Problem to solve:
Would you restate the entries below exactly, keeping every line?

Recorded data:
=======

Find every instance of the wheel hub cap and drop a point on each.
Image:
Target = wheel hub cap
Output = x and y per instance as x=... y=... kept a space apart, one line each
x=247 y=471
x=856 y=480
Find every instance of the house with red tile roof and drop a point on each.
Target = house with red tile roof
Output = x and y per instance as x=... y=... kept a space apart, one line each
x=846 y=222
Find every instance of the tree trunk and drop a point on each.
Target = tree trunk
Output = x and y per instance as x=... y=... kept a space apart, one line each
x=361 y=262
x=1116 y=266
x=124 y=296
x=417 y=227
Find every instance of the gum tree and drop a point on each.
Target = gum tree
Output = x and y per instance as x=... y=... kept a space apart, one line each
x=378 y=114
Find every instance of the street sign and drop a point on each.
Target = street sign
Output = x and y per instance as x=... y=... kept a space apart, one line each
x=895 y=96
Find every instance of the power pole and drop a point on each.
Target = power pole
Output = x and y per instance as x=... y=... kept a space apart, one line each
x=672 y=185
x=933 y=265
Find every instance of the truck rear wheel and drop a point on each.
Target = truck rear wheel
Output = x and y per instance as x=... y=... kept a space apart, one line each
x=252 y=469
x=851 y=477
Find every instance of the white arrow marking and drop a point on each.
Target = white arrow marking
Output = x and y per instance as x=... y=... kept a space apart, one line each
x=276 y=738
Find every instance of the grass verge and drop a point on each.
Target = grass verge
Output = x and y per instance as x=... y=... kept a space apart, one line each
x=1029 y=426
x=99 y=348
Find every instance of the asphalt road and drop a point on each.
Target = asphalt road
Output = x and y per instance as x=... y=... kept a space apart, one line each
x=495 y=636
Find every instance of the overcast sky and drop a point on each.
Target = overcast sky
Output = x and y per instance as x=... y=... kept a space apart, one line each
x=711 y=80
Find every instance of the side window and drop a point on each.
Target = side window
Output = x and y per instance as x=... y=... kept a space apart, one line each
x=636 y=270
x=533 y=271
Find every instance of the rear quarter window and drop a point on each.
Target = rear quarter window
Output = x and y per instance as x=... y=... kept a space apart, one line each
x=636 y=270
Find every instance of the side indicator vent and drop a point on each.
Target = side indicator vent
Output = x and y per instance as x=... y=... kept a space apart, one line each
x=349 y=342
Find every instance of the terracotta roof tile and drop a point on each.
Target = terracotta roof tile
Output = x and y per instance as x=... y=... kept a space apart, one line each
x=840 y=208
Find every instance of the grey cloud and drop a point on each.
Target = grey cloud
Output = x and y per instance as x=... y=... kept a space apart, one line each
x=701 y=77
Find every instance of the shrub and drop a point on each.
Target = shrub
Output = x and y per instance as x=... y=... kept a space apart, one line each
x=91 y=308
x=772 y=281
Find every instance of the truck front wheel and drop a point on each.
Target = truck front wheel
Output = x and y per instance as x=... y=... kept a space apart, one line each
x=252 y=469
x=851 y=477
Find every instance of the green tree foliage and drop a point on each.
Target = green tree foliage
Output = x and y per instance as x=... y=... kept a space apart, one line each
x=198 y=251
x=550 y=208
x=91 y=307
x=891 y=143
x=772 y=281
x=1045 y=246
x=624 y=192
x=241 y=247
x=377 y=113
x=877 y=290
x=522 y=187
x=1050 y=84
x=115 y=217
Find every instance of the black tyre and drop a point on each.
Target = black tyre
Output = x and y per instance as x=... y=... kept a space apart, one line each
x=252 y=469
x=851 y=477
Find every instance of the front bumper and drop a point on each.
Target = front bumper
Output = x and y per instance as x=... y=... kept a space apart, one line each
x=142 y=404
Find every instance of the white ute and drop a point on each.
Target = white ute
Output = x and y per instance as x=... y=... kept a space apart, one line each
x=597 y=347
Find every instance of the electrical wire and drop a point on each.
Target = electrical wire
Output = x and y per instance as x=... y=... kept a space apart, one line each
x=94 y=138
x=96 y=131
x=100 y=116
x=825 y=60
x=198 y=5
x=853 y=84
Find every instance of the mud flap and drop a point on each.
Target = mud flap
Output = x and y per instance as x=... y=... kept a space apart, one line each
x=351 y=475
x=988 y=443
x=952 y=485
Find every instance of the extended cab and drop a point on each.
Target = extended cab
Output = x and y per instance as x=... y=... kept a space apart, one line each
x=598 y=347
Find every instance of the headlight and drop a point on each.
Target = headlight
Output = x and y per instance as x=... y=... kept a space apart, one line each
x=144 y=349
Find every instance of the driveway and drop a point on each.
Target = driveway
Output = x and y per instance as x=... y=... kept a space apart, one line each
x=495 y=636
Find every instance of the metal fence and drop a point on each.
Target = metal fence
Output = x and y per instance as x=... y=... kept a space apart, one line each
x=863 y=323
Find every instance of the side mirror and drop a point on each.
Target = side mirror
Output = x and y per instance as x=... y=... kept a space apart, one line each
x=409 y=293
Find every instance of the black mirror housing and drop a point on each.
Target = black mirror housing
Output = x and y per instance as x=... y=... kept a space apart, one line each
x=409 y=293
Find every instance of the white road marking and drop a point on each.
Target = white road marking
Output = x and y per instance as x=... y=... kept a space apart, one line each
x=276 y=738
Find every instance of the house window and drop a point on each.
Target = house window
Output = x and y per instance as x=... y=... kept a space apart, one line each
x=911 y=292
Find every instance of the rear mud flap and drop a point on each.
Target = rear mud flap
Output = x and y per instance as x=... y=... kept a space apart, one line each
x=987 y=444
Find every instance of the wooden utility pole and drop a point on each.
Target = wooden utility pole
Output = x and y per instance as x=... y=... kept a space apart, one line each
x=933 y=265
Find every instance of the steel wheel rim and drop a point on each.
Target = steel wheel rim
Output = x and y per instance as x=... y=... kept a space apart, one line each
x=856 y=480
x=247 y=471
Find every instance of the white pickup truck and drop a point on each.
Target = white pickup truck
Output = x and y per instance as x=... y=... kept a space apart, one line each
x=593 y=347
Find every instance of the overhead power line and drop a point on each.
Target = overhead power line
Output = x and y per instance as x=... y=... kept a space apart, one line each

=======

Problem solution:
Find every instance of the wheel hub cap and drop a point on each.
Image:
Target = wheel hub cap
Output = x and y per instance as x=... y=... kept a space apart, one line each
x=247 y=471
x=856 y=480
Find every instance of the house with red tile roof and drop a point on each.
Target = house with red tile roof
Output = x and y per instance as x=... y=... kept a space apart, one line each
x=846 y=222
Find every instance of the tree trunk and drop a point on each.
Target = tree trunk
Output = x and y per instance as x=... y=... kept a space apart, one line each
x=361 y=262
x=1116 y=266
x=124 y=296
x=417 y=227
Find every instance of the gum tree and drop a point on each.
Target = gum tree
Output = x and y per instance as x=... y=... kept a space apart, one line each
x=378 y=114
Find every instance of the street sign and drop a point on each.
Target = street sign
Output = x and y per instance as x=... y=... kept a space apart, one line each
x=895 y=96
Find every instance of the power pole and drop a point on each.
Target = power pole
Output = x and y per instance as x=... y=... kept a space apart, one line each
x=672 y=185
x=933 y=265
Find every instance of the truck rear wheel and drop a point on each.
Target = truck rear wheel
Output = x and y per instance as x=... y=... kept a space apart, one line each
x=252 y=469
x=851 y=477
Find every instance of the white arrow marking and drop a point on each.
Target = white arrow marking
Output = x and y per instance as x=... y=... kept a space apart, one line each
x=276 y=738
Find every instance of the grass verge and drop a point on each.
Target = grass verge
Output = x and y per instance as x=... y=... kept a space apart, one line each
x=1029 y=426
x=99 y=348
Find every instance of the asphalt road and drop a point on each.
Target = asphalt road
Output = x and y per instance as x=... y=... kept a space apart, one line each
x=495 y=636
Find every instance of the overcast sky and drop a point on each.
Target = overcast sky
Output = x and y per instance as x=... y=... kept a space apart, one line each
x=711 y=80
Find every instance of the side window and drop a point on each.
Target = side window
Output = x and y per instance as x=... y=... kept a space apart, one line each
x=636 y=270
x=533 y=271
Find every instance of the rear quarter window and drop a point on each.
Target = rear quarter window
Output = x and y per instance as x=... y=... kept a space apart, one line each
x=636 y=270
Find every instance of the side indicator vent and drop a point on each.
Target = side indicator vent
Output = x and y per instance as x=... y=... kept a space apart, one line each
x=349 y=342
Find every instance of the terracotta roof tile and drop a point on each.
Target = terracotta roof tile
Output = x and y per instance as x=... y=... kept a space apart, one line each
x=840 y=208
Find every instance of the grey cloud and drop a point on each.
Target = grey cloud
Output = x and y per instance as x=... y=... kept a space apart, one line each
x=701 y=77
Find every instance of the shrub and drop a point on each.
Target = shrub
Output = x and y per instance as x=... y=... kept a space apart, one line each
x=91 y=308
x=772 y=281
Find every instance of the truck front wheel and drop a point on each.
Target = truck front wheel
Output = x and y per instance as x=... y=... kept a space apart, one line each
x=252 y=469
x=851 y=477
Find every instance of the green tree foliage and drop a point on each.
Target = green tree foliage
Output = x and y per instance as x=... y=... kept a space apart, one line each
x=198 y=251
x=550 y=208
x=91 y=307
x=891 y=143
x=772 y=281
x=1045 y=246
x=624 y=192
x=241 y=247
x=377 y=113
x=877 y=290
x=522 y=187
x=1050 y=84
x=115 y=217
Find every instance of the black tyre and drop a point on each.
Target = black tyre
Output = x and y per instance as x=... y=... kept a space apart, one line each
x=252 y=469
x=851 y=477
Find every instance of the front bumper and drop a point on each.
Target = front bumper
Output = x and y per instance as x=... y=... kept a space apart, one line each
x=142 y=404
Find every instance of the white ute and drop a point on each.
Target = white ute
Output = x and y per instance as x=... y=... kept a space apart, one line each
x=597 y=347
Find every instance of the electrical wire and drop a point on each.
Target = electrical wire
Output = x and y per instance as x=... y=... kept a space apart, one line each
x=94 y=138
x=96 y=131
x=100 y=116
x=825 y=60
x=198 y=5
x=853 y=84
Find every instance of the mud flap and drop a point on each.
Target = mud flap
Output = x and y per instance as x=... y=... kept a space apart, one line each
x=351 y=475
x=988 y=443
x=952 y=485
Find every instance of the extended cab and drop a point on each.
Target = extended cab
Output = x and y per instance as x=... y=... kept a space apart, one line each
x=598 y=347
Find every instance of the headlight and drop a point on each.
Target = headlight
Output = x and y per instance as x=... y=... kept a space apart, one line each
x=144 y=349
Find every instance of the driveway and drop a point on each.
Target = driveway
Output = x and y per instance as x=... y=... kept a space apart, one line each
x=495 y=636
Find every instance of the metal fence and drop a point on each.
Target = metal fence
Output = x and y per instance as x=... y=... kept a space apart, one line each
x=863 y=323
Find every instance of the side mirror and drop a point on each.
Target = side mirror
Output = x and y per instance as x=... y=... kept a space apart, one line each
x=409 y=293
Find every instance of the black mirror housing and drop a point on each.
Target = black mirror housing
Output = x and y per instance as x=... y=... kept a space apart, one line each
x=409 y=293
Find every instance of the white road marking and drop a point on each.
Target = white road marking
Output = x and y per instance as x=... y=... kept a space apart, one line each
x=276 y=738
Find every instance of the house window and drop a point on each.
Target = house window
Output = x and y per instance as x=... y=... kept a space apart, one line each
x=911 y=292
Find every instance of the rear mud flap and drop a point on each.
Target = rear mud flap
Output = x and y per instance as x=... y=... kept a space apart, one line each
x=987 y=444
Find every instance of the wooden utility pole and drop a point on each.
Target = wooden utility pole
Output = x and y per instance as x=... y=... kept a space apart, one line each
x=933 y=265
Find every instance of the steel wheel rim and drop a point on each.
Target = steel wheel rim
Output = x and y per instance as x=... y=... kept a space apart, one line each
x=856 y=480
x=247 y=471
Find every instance of the white pickup truck and drop a point on each.
Target = white pickup truck
Output = x and y per instance as x=... y=... kept a space apart, one line each
x=593 y=347
Find every instance of the overhead power line and drop a point on each.
Target = overhead power line
Output = x and y per instance as x=... y=... kept a space apart, one line each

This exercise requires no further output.